WORK TO BE COMPLETED:
Produce an exact copy of all records below.

WORKING DATA:

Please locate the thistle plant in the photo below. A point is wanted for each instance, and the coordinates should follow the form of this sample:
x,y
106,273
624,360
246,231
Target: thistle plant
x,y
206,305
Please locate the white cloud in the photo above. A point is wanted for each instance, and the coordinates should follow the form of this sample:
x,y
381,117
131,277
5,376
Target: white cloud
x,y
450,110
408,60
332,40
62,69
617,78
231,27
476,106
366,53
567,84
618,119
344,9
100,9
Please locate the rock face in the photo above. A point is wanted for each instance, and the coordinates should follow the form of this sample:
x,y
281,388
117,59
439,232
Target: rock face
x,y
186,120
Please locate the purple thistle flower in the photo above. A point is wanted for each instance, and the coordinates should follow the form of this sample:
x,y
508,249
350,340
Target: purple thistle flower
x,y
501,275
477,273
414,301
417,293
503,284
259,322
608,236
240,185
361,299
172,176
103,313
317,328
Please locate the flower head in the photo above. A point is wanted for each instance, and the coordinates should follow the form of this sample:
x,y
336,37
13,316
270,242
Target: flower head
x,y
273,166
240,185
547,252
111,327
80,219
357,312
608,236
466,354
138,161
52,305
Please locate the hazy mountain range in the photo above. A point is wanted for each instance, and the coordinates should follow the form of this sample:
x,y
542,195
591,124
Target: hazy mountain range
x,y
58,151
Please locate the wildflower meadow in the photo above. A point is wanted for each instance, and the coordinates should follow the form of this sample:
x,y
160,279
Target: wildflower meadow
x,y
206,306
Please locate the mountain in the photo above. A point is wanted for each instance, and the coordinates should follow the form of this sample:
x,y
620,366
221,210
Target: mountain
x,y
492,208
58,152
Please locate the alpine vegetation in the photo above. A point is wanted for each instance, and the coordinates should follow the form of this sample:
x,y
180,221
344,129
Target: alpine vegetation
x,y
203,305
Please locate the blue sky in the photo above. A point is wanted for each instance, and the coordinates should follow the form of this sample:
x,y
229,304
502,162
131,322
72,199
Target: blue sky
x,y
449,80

RESULT OF THE EXERCISE:
Please locate the thistle plant in the photo below. A point is wanted for each instance, and the coordinates should follow the form of this sample:
x,y
106,273
624,360
246,231
Target: thistle plant
x,y
206,305
Please locate the white cloud in the photo above. A point is wanted for each instance, and the coordinates should follow the form of this sample:
x,y
381,117
131,277
5,376
Target: white cloud
x,y
450,110
408,60
332,40
62,69
617,78
231,27
476,106
366,53
567,84
618,119
344,9
100,9
Please locate the rock face in the photo above. A point is wanted for each instance, and the coordinates should follow the form of this sample:
x,y
281,388
117,59
439,232
Target: rock face
x,y
186,120
Please locate the purple thistle flower in the photo above. A point is wanted for each instance, and the coordinates should follow the form of this sample:
x,y
508,249
350,340
Target: purple thistle flower
x,y
501,275
477,273
414,301
417,293
503,284
259,322
608,236
240,185
361,299
172,176
103,313
317,328
Please locate the flower head in the photo above. A point is wanted for each instance, and the coordinates should follow the form of this sample:
x,y
336,37
13,316
270,242
Target: flower head
x,y
273,166
240,185
547,252
111,327
80,219
357,312
608,236
466,354
138,161
52,305
Please locate the hazy mountain range in the photo above. A point is wanted for each instance, and the coordinates should follow the form of this sample:
x,y
542,195
591,124
Target: hazy mountain range
x,y
58,151
Please locate the wildflower meadow in the photo above. A point is wanted for each instance, and the coordinates should follow the form of this sample:
x,y
160,279
Target: wildflower meadow
x,y
206,306
Please locate the mountain in the photo above. A point is wanted for each instance, and the coordinates should follow the form of this sample:
x,y
620,366
221,210
Target: mountain
x,y
492,208
58,152
Please locate the alpine vegetation in the photo above. A point is wanted for each instance, and the coordinates should follow the form of this sample:
x,y
180,221
344,129
Target: alpine vegetation
x,y
203,305
Please locate the blue sky in the photo above. A point is wanted for each instance, and the coordinates should follow the form of this sample:
x,y
229,304
502,162
131,322
72,199
Target: blue sky
x,y
449,80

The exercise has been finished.